**Given exercise A:**
Write out the Ramadan post word for word from "The Sun was" to "cigarettes lay inside.".

**Passage:**
Begin

Sunset today marked the beginning of Ramadan for millions of Muslims around the world.
Muslims believe that during the month of Ramadan, Allah revealed the first verses of the Qur’an, the holy book of Islam. Around 610 A.D., a caravan trader named Muhammad took to wandering the desert near Mecca (in today’s Saudi Arabia) while thinking about his faith. One night a voice called to him from the night sky. It was the angel Gabriel, who told Muhammad he had been chosen to receive the word of Allah. In the days that followed, Muhammad found himself speaking the verses that would be transcribed as the Qur’an.
At many mosques during Ramadan, about one thirtieth of the Qur’an is recited each night in prayers known as tarawih. In this way, by the end of the month the complete scripture will have been recited.
Muslims practice sawm, or fasting, for the entire month of Ramadan. This means that they may eat or drink nothing, including water, while the sun shines. Fasting is one of the Five Pillars (duties) of Islam. As with other Islamic duties, all able Muslims take part in sawm from about age twelve. [Link]
I thought that I would share the story of my first Ramadan to mark the occasion here on SM. To me Ramadan was nothing but a word and a vague concept until three years ago. I had read about it in books and had Muslim friends explain some of the traditions to me, but as a non-Muslim, unless you live in a Muslim country or near Detroit, I think it is difficult to really understand the feeling of Ramadan. In November of three years ago I landed in Amman, Jordan just hours before sunset on the first full day of the holy month. I had never stepped foot off a plane in an Islamic country before and I was excited to begin my adventure, in addition to being a bit nervous. My destination lay approximately three hours south near the ancient ruins of Petra. I stepped outside and looked for a cabbie that could speak some English. I asked him if he could drive me to south to Petra.
“Sure. You go Petra? I take you. Please sir. Come.”
The Sun was hanging low in the sky as we left the airport. Minutes later the cabbie was anxiously fumbling around with his hand in the glovebox. A pack of cigarettes lay inside.
“Have one,” he said as he lit the cigarette already in his mouth. He had a bit of the shakes I remember thinking. “I can’t smoke all day,” he explained to me.
Ahhhhh. I remembered that nothing is supposed to pass your lips during the day.
“Here, take take, I will light for you.” Frequent travelers understand that the whole world thinks Americans are prudes for not lighting up as often as they do. I fancy myself as part of the old school though, one who partakes in local customs if it will help establish trust with those the cross your path while traveling. I grabbed the cig and lit up for the first time in years. I don’t inhale. Soon after, the two of us exchanged background. He told me about his wife and kids and I told him what I did in the States and what I would be doing on the rest of my journey.
“I would like to spend a night sleeping in the Wadi Rum,” I told him.
“Yes, you know Wadi Rum? I take you.”

End

**Records shown:**
Begin

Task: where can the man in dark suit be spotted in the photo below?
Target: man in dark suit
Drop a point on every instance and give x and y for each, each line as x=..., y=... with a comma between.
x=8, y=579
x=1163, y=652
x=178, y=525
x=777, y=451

End

**Given exercise B:**
Extract every line of the records above, reproducing each one word for word.

**Expected output A:**
The Sun was hanging low in the sky as we left the airport. Minutes later the cabbie was anxiously fumbling around with his hand in the glovebox. A pack of cigarettes lay inside.

**Expected output B:**
Task: where can the man in dark suit be spotted in the photo below?
Target: man in dark suit
Drop a point on every instance and give x and y for each, each line as x=..., y=... with a comma between.
x=8, y=579
x=1163, y=652
x=178, y=525
x=777, y=451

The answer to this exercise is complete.